═════ Excerpted text

We have been investigating how to automate the generation of indices similar to productivity and intuitiveness with a computer-based tool. The tool can be thought of as an evaluation function E that takes as input a description of the system, S, and outputs metrics indicating the usability and learnability of the system. In this paper we focus on measuring consistency (Payne & Green, 1986). Consistency is a measure of the degree to which the methods used to achieve goals share the same structure, and is one factor that influences the learnability of the device. Despite the amount of research that has been done on consistency new computer interfaces are still being produced with inconsistencies. For example, the Psion Organiser 3c used the keys “Psion-D” to change an entry in “Agenda” mode but in “Time” mode “Psion-D” means “delete”. In this paper we specify E such that it gives a number C indicating how consistent the interface is, thus:

C = E(S)

where an improvement in the design of the interface would increase the value of C. (A more sophisticated version of the function would output further metrics.). In this paper we refer to three descriptions of the interface: The input description (S); the intermediate description (some psychologically motivated description of the knowledge required to use the device); and the evaluation description (C).

══════════

Problem set:
(a) Write out the passage on measuring interface consistency word for word, starting with "where an improvement" and going on through "evaluation description (C).".
(b) Supply the next part of the passage on measuring interface consistency, picking up right after its final sentence.
The records that come next aren't needed for any of the work.

═════ Provided data

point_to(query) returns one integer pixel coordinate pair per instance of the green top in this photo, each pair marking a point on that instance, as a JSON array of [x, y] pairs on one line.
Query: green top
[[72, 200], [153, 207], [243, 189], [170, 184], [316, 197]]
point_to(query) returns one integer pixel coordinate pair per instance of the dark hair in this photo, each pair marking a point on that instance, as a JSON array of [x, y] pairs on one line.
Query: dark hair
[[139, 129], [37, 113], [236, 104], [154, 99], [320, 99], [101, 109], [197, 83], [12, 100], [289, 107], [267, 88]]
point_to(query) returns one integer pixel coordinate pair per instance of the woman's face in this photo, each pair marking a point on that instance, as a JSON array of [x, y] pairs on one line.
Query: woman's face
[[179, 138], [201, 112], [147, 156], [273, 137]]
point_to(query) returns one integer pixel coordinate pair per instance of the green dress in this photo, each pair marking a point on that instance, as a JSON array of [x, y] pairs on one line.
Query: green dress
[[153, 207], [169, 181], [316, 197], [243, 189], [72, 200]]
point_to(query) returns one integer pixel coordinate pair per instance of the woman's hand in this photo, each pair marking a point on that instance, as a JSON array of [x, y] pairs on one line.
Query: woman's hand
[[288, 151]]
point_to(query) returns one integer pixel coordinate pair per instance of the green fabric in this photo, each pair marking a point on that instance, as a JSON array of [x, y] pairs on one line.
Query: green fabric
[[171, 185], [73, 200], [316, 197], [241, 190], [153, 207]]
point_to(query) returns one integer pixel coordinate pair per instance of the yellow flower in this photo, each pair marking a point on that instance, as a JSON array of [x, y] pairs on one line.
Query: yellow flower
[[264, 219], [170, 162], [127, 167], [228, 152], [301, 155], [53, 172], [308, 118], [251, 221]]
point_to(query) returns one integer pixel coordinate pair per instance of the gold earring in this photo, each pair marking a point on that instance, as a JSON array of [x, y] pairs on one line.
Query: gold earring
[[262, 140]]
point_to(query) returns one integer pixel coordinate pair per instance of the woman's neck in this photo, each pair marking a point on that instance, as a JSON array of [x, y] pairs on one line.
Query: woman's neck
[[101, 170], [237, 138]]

══════════

Replies:
(a)
where an improvement in the design of the interface would increase the value of C. (A more sophisticated version of the function would output further metrics.). In this paper we refer to three descriptions of the interface: The input description (S); the intermediate description (some psychologically motivated description of the knowledge required to use the device); and the evaluation description (C).

(b)
The evaluation function must be both useful and usable for evaluators involved in the procurement process. To be usable, the input description needs to be readily available and the resulting evaluation description has to use simple and intuitive representational forms.

In this paper we report an evaluation tool that takes as input a description derived from a manual. Many manuals provide precise and formalised statements of how commands are achieved (e.g. the Unix command manual), or an on-line list of command specifications (e.g. Microsoft-Word provides a text-file listing of 337 commands, each with its menu location and keyboard accelerator).

To address usefulness we have based the evaluation function on Task-Action Grammars (Payne & Green, 1986, 1989). TAG is a formal notation for representing the knowledge necessary to use computer interfaces (Payne & Green, 1986, 1989 -see also D-TAG, Howes & Payne, 1990). The model uses semantic features within a rewrite grammar to expose how similarities and differences between interface tasks and methods can affect perceived consistency. TAG’s sensitivity to the users’ tasks means that it is not subject to the criticisms of Grudin (1989). By embedding psychological constraints within an intermediate description, TAG can achieve considerable savings in the expertise required for the inference of evaluation descriptions. However, the production of the rewrite grammar is itself a highly specialised and rather demanding skill. It is the process of producing a grammar that we describe how to automate in this paper.

The sections below illustrate two evaluation tools that we have built. The first introduces the general idea of automating evaluation and focuses on the evaluation of abbreviation consistency and performance time and the second looks at the evaluation of aspects of consitency that are dependent on the task semantics.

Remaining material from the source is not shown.